▶ [EXCERPT]
- Opening Delimiter -
So I’d like to personally thank everyone who gave their time and energy to attend and contribute to our most important annual event yet. But one person who was not in attendance at Visibility 2023 deserves a special callout. Because even though he was not physically in attendance, he had an outsize influence not just on the summit but on the work we have ahead of us as a community.

I’m talking about Jeremy, a trucker who called the FourKites support line a few months back when I happened to be manning the phones.

Jeremy was not happy. Following a long haul, Jeremy had just arrived at his delivery site to find a very long line of trucks in front of him at the gate. He checked his FourKites CarrierLink app and his worst fears were confirmed. Anticipated wait time? 12 hours. Hence the phone call.

I still feel for Jeremy. 12 hours down the drain. Hours taken from him that he could have spent back on the road making that next delivery, or simply recharging with his family.

Worse still, Jeremy is one of millions of truck drivers who get stuck at facilities all over the country. Why? Because there’s no seamless connection between transportation and yards. It’s one of the countless disconnects that plague our supply chains. If you average 3-4 hours of delay at every stop, it comes out to 9 billion wasted hours per year.

Disconnects and waste are everywhere in our supply chains – in order management, warehouse management, inventory, transportation, procurement … everywhere.

And the knock-on effects are huge. As unfortunate as it is for a driver to lose 12 hours idling in a line, missing personal recuperation time and spewing more C02 into the atmosphere, Jeremy doesn’t suffer alone. What about the warehouse that’s waiting on Jeremy’s delivery? They might be facing a stockout risk with a specific product and now, because of the delay, it’s impacting their fill rate. If it’s outbound, that’s impacting top-line revenue.
- Closing Delimiter -
▶ [STUDY QUESTIONS]
1. Summarize the excerpt in two sentences.
2. According to the excerpt, what anticipated wait time did Jeremy's app show?
3. From the excerpt, echo the part that opens with the words containing "And the knock-on" and closes with "impacting top-line revenue.".
Rely on the excerpt alone.

(Collected data entries)
- Opening Delimiter -
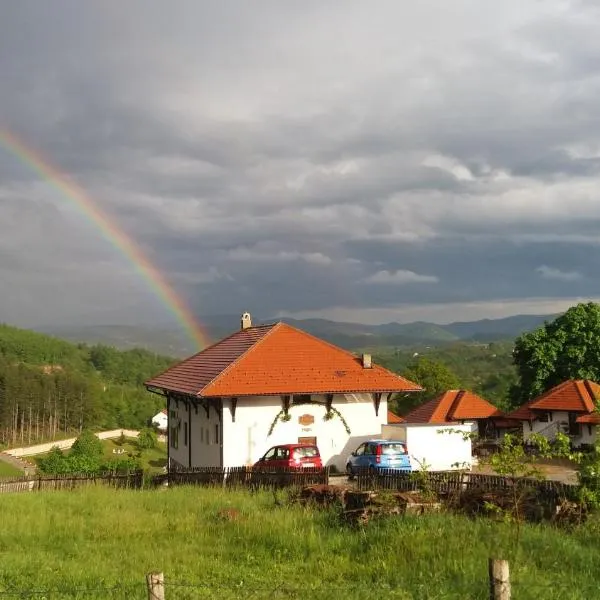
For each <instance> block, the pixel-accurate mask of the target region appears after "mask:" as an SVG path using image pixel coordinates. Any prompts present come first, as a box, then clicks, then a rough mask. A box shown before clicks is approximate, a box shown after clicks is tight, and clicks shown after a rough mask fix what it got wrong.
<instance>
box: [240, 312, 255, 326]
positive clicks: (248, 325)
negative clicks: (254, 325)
mask: <svg viewBox="0 0 600 600" xmlns="http://www.w3.org/2000/svg"><path fill="white" fill-rule="evenodd" d="M250 327H252V317H251V316H250V313H242V319H241V328H242V329H249V328H250Z"/></svg>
- Closing Delimiter -
▶ [ANSWERS BY TASK]
1. Jeremy, a trucker, called the FourKites support line after reaching a delivery site where his CarrierLink app showed an anticipated wait time of 12 hours. He is one of millions of truck drivers stuck at facilities because there's no seamless connection between transportation and yards, and such delays also hurt the warehouses waiting on their deliveries.

2. 12 hours.

3.
And the knock-on effects are huge. As unfortunate as it is for a driver to lose 12 hours idling in a line, missing personal recuperation time and spewing more C02 into the atmosphere, Jeremy doesn’t suffer alone. What about the warehouse that’s waiting on Jeremy’s delivery? They might be facing a stockout risk with a specific product and now, because of the delay, it’s impacting their fill rate. If it’s outbound, that’s impacting top-line revenue.